▶ _TO DO_
Find every line in the records below that holds the word "reed", and copy each one.

▶ _LISTED RECORDS_
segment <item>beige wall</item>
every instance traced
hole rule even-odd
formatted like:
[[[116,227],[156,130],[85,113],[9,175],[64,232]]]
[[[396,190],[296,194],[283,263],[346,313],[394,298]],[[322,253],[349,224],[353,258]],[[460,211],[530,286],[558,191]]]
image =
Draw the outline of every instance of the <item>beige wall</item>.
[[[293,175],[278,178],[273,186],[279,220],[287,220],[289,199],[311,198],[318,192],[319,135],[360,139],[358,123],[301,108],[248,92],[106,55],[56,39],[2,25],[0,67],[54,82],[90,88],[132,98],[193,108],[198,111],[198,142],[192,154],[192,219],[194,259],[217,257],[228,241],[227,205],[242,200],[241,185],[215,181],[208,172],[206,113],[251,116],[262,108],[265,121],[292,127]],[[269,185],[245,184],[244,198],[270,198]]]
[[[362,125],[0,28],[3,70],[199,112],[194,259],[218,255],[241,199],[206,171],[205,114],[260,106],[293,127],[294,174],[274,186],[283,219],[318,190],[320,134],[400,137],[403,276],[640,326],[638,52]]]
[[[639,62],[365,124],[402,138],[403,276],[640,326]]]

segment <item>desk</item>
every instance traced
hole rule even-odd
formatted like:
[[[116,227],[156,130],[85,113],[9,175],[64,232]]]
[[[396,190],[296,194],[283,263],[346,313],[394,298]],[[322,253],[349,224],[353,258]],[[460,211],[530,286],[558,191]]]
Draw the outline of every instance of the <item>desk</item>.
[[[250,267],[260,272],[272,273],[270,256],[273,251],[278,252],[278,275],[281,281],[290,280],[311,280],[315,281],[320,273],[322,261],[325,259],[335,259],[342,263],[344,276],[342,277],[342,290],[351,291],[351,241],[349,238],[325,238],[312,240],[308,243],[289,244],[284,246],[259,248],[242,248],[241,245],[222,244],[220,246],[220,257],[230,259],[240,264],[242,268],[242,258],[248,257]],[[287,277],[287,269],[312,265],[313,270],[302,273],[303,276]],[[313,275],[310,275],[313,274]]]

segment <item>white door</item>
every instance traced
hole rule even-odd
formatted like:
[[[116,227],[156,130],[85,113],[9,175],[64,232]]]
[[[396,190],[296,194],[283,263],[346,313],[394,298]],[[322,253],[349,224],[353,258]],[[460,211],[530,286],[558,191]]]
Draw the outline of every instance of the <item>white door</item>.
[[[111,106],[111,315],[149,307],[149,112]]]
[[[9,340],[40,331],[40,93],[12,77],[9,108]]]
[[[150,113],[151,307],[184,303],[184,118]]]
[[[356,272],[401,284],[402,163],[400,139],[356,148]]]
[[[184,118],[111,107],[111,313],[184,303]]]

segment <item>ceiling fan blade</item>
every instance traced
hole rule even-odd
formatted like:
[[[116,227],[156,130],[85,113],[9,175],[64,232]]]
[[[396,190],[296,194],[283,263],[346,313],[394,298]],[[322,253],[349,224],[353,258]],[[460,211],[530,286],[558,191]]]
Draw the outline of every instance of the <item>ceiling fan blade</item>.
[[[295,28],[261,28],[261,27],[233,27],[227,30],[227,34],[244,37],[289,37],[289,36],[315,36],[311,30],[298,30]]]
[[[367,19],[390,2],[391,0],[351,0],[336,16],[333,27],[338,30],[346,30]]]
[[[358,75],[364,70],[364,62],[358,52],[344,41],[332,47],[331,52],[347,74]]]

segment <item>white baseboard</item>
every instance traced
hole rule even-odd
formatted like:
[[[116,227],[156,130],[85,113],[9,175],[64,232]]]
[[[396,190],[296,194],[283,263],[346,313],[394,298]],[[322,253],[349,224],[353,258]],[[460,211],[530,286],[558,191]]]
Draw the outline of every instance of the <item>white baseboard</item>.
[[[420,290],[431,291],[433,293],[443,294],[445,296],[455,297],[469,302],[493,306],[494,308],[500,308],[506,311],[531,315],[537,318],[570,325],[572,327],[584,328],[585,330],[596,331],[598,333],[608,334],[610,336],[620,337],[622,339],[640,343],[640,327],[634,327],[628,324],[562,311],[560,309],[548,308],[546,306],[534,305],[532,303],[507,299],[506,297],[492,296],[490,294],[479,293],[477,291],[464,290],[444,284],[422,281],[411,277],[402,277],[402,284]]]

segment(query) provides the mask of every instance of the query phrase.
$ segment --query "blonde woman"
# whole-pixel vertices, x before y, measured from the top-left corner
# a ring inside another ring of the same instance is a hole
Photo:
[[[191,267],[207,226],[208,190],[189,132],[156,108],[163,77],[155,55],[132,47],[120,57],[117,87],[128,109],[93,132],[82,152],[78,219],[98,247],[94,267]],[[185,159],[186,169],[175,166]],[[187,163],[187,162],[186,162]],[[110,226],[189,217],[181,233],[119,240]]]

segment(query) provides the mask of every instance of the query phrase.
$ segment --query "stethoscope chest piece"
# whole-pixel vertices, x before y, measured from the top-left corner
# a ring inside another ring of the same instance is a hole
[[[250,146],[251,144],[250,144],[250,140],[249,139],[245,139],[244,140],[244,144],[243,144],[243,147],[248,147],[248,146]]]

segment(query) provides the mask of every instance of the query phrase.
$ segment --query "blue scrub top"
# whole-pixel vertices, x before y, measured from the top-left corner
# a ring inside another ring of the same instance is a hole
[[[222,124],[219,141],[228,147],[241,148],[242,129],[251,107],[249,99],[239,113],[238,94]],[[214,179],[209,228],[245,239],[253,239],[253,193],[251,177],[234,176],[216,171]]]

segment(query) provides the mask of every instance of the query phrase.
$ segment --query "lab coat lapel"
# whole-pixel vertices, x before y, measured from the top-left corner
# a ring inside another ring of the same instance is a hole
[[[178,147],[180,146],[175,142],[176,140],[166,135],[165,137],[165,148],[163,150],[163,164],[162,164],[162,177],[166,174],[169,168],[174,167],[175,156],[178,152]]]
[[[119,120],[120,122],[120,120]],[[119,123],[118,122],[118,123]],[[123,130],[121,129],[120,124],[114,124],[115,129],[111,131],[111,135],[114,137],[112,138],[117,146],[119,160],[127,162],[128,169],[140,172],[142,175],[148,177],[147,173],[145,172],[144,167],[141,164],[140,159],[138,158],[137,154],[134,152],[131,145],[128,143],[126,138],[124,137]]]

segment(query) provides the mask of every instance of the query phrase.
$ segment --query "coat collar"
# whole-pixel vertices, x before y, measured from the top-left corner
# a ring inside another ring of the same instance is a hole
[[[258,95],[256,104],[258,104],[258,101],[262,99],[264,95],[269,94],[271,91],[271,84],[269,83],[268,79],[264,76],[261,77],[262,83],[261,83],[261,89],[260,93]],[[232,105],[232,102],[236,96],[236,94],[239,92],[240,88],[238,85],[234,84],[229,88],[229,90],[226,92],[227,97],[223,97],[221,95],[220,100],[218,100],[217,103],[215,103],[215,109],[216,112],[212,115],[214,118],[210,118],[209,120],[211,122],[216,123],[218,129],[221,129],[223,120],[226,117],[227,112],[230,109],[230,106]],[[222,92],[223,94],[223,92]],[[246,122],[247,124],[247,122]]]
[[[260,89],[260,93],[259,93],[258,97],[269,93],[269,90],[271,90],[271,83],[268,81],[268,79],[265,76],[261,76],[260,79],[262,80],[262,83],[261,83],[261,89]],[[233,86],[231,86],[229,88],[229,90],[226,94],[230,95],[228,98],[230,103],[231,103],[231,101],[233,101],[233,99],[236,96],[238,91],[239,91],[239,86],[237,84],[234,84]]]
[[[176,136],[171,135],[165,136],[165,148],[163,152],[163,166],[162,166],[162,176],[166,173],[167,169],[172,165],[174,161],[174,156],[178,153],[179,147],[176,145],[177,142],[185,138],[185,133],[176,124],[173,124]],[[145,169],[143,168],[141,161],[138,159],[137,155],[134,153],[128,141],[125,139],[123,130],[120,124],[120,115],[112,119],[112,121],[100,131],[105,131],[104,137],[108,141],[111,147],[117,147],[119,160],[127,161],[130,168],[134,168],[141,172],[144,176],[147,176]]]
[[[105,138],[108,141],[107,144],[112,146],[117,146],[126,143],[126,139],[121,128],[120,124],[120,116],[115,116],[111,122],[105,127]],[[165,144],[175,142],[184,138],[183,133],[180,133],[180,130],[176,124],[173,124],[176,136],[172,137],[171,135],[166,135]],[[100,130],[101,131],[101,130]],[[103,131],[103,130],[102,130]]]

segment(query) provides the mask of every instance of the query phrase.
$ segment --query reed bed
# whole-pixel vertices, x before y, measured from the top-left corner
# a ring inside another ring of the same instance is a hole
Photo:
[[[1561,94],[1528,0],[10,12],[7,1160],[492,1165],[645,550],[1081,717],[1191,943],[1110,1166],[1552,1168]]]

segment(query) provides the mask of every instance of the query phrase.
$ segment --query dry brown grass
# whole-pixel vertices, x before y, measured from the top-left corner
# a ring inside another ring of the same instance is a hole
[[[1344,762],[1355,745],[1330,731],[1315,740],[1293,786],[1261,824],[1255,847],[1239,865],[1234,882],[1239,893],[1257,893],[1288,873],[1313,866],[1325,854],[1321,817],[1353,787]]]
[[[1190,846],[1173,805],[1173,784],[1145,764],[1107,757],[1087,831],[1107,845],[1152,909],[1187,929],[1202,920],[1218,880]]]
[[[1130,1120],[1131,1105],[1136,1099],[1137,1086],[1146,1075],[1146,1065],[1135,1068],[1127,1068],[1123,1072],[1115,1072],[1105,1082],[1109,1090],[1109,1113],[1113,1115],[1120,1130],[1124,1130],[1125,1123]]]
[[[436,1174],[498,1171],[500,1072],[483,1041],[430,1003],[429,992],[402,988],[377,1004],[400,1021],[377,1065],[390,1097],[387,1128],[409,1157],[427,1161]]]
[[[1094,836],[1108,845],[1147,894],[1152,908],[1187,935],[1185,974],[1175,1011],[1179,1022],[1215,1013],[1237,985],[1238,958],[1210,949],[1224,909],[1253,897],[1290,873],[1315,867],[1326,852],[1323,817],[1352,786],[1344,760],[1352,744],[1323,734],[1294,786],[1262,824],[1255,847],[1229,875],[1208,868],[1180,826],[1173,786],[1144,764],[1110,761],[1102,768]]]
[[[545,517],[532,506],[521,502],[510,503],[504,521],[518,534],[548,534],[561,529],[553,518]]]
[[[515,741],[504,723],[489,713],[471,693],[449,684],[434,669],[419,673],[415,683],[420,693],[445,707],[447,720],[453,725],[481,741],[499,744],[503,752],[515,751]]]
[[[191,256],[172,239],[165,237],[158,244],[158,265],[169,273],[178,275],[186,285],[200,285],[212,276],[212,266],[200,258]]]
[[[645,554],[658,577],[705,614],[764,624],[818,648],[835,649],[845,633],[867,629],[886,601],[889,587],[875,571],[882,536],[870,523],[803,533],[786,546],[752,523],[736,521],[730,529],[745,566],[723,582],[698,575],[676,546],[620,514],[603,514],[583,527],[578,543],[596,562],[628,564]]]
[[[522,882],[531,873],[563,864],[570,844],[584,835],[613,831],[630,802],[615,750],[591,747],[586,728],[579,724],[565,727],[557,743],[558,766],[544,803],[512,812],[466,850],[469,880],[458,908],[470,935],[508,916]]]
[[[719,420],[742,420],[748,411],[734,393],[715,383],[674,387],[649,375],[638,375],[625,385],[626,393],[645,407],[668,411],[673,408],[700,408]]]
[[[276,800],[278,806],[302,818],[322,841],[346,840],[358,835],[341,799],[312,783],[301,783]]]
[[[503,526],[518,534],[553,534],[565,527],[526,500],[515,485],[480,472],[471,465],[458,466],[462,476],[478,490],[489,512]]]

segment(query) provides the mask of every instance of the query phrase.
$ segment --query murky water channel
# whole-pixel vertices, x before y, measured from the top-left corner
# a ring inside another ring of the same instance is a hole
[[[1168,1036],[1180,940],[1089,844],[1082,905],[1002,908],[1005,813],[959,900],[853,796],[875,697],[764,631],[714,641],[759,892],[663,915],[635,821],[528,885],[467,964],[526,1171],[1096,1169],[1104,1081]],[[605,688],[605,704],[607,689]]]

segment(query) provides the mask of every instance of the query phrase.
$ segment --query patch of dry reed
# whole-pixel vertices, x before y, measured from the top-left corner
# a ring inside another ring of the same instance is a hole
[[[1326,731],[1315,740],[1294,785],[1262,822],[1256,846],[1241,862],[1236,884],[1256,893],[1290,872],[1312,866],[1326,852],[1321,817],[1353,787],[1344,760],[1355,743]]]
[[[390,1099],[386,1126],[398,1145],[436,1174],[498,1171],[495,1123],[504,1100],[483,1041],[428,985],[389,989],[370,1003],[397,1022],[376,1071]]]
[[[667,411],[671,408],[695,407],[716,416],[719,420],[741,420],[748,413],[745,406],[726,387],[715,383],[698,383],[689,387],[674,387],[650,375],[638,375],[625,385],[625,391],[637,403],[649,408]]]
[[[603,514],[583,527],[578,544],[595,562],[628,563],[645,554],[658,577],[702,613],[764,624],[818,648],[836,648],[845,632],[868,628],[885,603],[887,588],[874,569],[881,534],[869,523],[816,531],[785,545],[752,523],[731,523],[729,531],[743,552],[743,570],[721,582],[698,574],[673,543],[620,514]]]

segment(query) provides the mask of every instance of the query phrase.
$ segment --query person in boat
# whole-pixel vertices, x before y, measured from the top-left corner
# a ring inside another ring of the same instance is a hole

▶ _YOUR SOLUTION_
$ segment --query reed bed
$ segment --query patch of dry reed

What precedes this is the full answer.